Start of Data to process

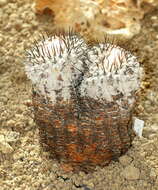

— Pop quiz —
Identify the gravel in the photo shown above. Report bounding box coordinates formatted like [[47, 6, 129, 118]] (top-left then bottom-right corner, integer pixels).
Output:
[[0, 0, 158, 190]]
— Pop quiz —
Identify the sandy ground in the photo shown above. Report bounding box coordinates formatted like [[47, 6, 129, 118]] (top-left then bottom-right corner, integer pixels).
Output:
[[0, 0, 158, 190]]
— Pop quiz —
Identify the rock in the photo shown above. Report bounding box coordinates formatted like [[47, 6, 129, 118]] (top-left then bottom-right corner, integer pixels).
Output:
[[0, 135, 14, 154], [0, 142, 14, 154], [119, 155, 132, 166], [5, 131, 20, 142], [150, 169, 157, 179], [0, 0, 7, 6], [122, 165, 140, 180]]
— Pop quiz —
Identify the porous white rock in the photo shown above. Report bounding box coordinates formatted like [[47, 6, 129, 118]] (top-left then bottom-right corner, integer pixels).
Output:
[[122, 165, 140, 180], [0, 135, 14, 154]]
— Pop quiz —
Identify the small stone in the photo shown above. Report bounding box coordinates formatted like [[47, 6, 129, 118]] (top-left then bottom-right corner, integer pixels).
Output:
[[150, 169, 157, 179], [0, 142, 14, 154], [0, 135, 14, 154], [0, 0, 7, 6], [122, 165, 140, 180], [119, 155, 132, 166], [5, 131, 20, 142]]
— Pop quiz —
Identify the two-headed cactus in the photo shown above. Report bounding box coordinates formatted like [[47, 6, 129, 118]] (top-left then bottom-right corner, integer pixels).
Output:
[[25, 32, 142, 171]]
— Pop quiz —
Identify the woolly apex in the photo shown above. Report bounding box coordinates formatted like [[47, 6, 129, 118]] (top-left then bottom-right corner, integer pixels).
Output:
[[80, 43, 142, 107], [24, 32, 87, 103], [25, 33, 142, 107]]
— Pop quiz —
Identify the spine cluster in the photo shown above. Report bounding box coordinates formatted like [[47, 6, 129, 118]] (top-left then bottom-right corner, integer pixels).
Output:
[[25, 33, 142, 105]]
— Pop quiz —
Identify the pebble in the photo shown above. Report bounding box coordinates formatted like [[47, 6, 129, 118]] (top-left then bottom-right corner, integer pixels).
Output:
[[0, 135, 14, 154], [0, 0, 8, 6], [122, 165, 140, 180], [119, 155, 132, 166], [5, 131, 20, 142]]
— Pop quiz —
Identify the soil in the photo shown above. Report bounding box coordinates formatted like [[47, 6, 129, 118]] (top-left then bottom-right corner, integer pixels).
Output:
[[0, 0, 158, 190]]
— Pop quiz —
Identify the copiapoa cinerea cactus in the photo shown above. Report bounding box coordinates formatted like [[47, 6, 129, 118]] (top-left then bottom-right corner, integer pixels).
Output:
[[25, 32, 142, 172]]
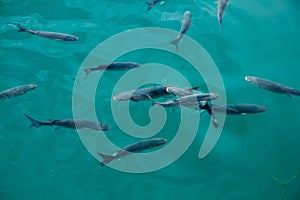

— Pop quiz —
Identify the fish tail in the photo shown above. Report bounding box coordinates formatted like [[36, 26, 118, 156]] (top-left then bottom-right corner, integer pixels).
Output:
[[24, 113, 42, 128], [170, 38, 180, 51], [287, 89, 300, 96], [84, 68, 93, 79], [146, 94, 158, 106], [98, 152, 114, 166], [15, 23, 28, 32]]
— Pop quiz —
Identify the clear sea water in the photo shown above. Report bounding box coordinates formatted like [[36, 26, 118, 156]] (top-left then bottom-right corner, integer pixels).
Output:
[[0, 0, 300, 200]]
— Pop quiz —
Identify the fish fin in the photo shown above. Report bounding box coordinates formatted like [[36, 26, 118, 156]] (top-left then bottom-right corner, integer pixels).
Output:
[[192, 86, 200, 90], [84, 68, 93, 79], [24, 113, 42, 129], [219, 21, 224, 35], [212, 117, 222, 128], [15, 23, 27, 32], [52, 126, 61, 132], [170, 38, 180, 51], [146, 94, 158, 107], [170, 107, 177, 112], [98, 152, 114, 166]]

End of Data to process

Which lines in the rows above contain the word "rock"? Pick out each of them and copy it.

Identify the rock in the photo shown above. Report bounding box coordinates formatted like [[47, 6, 129, 118]] (top-left then bottom-right corner, integer pixels).
Identify the porous white rock in the photo shown above. Report bounding box coordinates formatted like [[47, 6, 129, 118]] (top-left then bottom-right corner, integer pixels).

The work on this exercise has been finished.